**Description of the task**
Every record needs to be repeated exactly; its pictures do not.

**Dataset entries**
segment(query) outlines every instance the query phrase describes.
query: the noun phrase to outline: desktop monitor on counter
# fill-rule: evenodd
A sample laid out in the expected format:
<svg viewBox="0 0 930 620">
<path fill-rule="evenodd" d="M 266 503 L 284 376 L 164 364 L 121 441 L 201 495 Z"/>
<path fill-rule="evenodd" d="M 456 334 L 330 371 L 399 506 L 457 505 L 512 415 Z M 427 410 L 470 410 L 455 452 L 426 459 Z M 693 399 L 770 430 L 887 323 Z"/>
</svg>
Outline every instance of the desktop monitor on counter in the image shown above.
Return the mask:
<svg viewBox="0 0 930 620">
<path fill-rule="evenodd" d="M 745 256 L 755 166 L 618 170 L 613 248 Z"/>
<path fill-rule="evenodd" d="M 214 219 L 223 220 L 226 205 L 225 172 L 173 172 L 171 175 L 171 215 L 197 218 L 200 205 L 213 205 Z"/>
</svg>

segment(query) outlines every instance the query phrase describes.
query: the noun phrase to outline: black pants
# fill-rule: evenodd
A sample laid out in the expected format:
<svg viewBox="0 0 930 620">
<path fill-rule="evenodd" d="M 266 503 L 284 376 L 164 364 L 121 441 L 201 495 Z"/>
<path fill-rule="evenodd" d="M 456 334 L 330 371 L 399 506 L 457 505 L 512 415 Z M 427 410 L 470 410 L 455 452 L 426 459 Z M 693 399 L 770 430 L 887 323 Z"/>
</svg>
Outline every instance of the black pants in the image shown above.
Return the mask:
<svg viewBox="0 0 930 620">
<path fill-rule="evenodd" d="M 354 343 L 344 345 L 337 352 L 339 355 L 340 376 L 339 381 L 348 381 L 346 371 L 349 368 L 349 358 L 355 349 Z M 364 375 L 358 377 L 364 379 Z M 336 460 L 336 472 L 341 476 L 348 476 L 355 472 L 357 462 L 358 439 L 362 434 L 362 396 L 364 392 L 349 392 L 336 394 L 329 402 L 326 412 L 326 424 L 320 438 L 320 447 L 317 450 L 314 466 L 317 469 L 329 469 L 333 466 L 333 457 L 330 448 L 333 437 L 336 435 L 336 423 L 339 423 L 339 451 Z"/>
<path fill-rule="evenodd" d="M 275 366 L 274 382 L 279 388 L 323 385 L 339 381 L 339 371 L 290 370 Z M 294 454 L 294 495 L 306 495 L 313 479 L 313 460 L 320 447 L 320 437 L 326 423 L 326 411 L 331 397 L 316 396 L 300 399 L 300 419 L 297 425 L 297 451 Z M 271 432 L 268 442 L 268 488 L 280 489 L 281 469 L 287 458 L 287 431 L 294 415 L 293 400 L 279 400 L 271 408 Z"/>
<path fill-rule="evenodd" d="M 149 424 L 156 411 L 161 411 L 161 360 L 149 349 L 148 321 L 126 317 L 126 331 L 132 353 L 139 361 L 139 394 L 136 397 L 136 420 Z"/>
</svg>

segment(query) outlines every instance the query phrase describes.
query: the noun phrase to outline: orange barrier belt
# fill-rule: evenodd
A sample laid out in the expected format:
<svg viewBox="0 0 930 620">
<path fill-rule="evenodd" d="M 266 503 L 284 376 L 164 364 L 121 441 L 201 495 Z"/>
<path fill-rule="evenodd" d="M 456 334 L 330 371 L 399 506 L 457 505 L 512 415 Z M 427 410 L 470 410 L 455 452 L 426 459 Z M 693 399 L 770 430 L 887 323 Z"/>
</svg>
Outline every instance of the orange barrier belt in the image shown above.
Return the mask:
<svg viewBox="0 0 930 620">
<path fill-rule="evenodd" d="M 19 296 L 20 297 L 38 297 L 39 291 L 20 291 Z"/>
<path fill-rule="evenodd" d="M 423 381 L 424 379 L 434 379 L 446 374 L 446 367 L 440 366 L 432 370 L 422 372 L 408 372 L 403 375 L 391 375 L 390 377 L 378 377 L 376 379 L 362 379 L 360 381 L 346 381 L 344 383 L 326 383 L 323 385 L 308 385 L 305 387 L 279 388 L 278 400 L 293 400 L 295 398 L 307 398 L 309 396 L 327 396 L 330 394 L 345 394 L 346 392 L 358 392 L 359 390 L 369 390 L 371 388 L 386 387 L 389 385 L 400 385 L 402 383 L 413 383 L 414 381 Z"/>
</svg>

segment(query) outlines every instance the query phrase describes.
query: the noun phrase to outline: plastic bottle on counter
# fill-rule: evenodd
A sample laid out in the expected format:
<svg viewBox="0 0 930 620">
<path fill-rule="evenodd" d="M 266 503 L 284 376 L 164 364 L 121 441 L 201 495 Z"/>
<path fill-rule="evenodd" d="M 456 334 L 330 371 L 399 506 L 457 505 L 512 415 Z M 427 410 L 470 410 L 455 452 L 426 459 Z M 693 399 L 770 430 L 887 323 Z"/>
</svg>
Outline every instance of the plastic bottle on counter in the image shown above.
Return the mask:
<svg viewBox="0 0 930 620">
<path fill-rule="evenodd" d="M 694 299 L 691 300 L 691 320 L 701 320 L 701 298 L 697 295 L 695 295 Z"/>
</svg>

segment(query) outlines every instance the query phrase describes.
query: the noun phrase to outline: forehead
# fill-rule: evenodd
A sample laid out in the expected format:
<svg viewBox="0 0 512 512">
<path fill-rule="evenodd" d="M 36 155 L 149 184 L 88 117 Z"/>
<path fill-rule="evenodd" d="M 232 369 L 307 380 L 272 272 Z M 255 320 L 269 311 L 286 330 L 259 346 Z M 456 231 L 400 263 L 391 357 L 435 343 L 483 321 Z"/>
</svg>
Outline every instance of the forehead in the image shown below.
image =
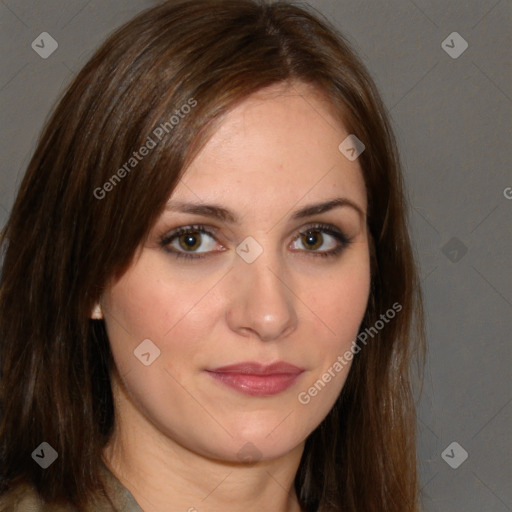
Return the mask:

**Solution to the exercise**
segment(query) outlines every instance the query phrase describes.
query: the noun phrase to outline: desktop monitor on counter
# fill-rule: evenodd
A sample laid out in the expected format:
<svg viewBox="0 0 930 620">
<path fill-rule="evenodd" d="M 266 503 L 284 376 L 164 364 L 121 441 L 201 495 Z"/>
<path fill-rule="evenodd" d="M 456 334 L 330 371 L 399 506 L 457 505 L 512 415 Z M 427 410 L 470 410 L 455 452 L 426 459 Z M 693 399 L 770 430 L 887 323 Z"/>
</svg>
Outline every instance of the desktop monitor on counter in the image shown above.
Return the mask:
<svg viewBox="0 0 930 620">
<path fill-rule="evenodd" d="M 745 256 L 755 166 L 618 170 L 613 248 Z"/>
<path fill-rule="evenodd" d="M 214 219 L 223 220 L 226 205 L 225 172 L 173 172 L 171 175 L 171 215 L 197 218 L 200 205 L 213 205 Z"/>
</svg>

segment(query) outlines every instance the query phrase describes.
query: the noun phrase to outline: black pants
# fill-rule: evenodd
A sample laid out in the expected format:
<svg viewBox="0 0 930 620">
<path fill-rule="evenodd" d="M 266 503 L 284 376 L 164 364 L 121 441 L 201 495 Z"/>
<path fill-rule="evenodd" d="M 456 334 L 330 371 L 399 506 L 457 505 L 512 415 Z M 427 410 L 470 410 L 455 452 L 426 459 Z M 693 399 L 770 430 L 887 323 Z"/>
</svg>
Outline every instance of the black pants in the image shown above.
Return the mask:
<svg viewBox="0 0 930 620">
<path fill-rule="evenodd" d="M 354 343 L 344 345 L 337 352 L 339 355 L 340 376 L 339 381 L 348 381 L 346 371 L 349 368 L 349 358 L 355 349 Z M 364 375 L 358 377 L 364 379 Z M 336 460 L 336 472 L 341 476 L 348 476 L 355 472 L 357 462 L 358 439 L 362 434 L 362 396 L 364 392 L 349 392 L 336 394 L 329 402 L 326 412 L 326 424 L 320 438 L 320 447 L 317 450 L 314 466 L 317 469 L 329 469 L 333 466 L 333 457 L 330 448 L 333 437 L 336 435 L 336 423 L 339 423 L 339 451 Z"/>
<path fill-rule="evenodd" d="M 275 366 L 274 382 L 279 388 L 323 385 L 339 381 L 339 371 L 290 370 Z M 294 454 L 294 495 L 306 495 L 313 479 L 313 460 L 320 447 L 320 437 L 326 423 L 326 411 L 331 397 L 316 396 L 300 399 L 300 419 L 297 425 L 297 451 Z M 271 432 L 268 442 L 268 488 L 280 489 L 281 469 L 287 458 L 287 431 L 294 415 L 293 400 L 279 400 L 271 408 Z"/>
<path fill-rule="evenodd" d="M 149 424 L 156 411 L 161 411 L 161 360 L 149 349 L 148 321 L 126 317 L 126 331 L 132 353 L 139 361 L 139 394 L 136 397 L 136 420 Z"/>
</svg>

segment(query) outlines every instance the query phrase describes.
query: the noun phrase to outline: orange barrier belt
# fill-rule: evenodd
A sample laid out in the expected format:
<svg viewBox="0 0 930 620">
<path fill-rule="evenodd" d="M 266 503 L 284 376 L 164 364 L 121 441 L 201 495 Z"/>
<path fill-rule="evenodd" d="M 456 334 L 330 371 L 399 506 L 457 505 L 512 415 Z M 427 410 L 470 410 L 455 452 L 426 459 Z M 693 399 L 770 430 L 887 323 Z"/>
</svg>
Outline every instance of the orange barrier belt in the image shown above.
Return the mask:
<svg viewBox="0 0 930 620">
<path fill-rule="evenodd" d="M 19 296 L 20 297 L 38 297 L 39 291 L 20 291 Z"/>
<path fill-rule="evenodd" d="M 423 381 L 424 379 L 434 379 L 446 374 L 446 367 L 440 366 L 432 370 L 422 372 L 408 372 L 403 375 L 391 375 L 390 377 L 378 377 L 376 379 L 362 379 L 360 381 L 346 381 L 344 383 L 326 383 L 323 385 L 308 385 L 305 387 L 279 388 L 278 400 L 293 400 L 295 398 L 307 398 L 309 396 L 327 396 L 330 394 L 345 394 L 346 392 L 358 392 L 359 390 L 369 390 L 371 388 L 386 387 L 389 385 L 400 385 L 402 383 L 413 383 L 414 381 Z"/>
</svg>

segment(query) outlines every instance the query phrase describes.
query: the noun phrase to outline: plastic bottle on counter
# fill-rule: evenodd
A sample laid out in the expected format:
<svg viewBox="0 0 930 620">
<path fill-rule="evenodd" d="M 266 503 L 284 376 L 164 364 L 121 441 L 201 495 Z"/>
<path fill-rule="evenodd" d="M 456 334 L 330 371 L 399 506 L 457 505 L 512 415 Z M 427 410 L 470 410 L 455 452 L 426 459 Z M 693 399 L 770 430 L 887 323 Z"/>
</svg>
Outline every instance of the plastic bottle on counter in the image shown above.
Return the mask:
<svg viewBox="0 0 930 620">
<path fill-rule="evenodd" d="M 694 299 L 691 300 L 691 320 L 701 320 L 701 298 L 697 295 L 695 295 Z"/>
</svg>

segment(query) outlines every instance the query phrase describes.
query: the noun phrase to outline: forehead
# fill-rule: evenodd
A sample laid out in the expected format:
<svg viewBox="0 0 512 512">
<path fill-rule="evenodd" d="M 36 155 L 149 184 L 88 117 Z"/>
<path fill-rule="evenodd" d="M 232 369 L 307 380 L 272 272 Z M 255 320 L 269 311 L 286 330 L 259 346 Z M 456 231 L 400 263 L 391 357 L 435 343 L 483 321 Z"/>
</svg>
Outline every instance of the forehead in the image shown below.
image =
Return the mask:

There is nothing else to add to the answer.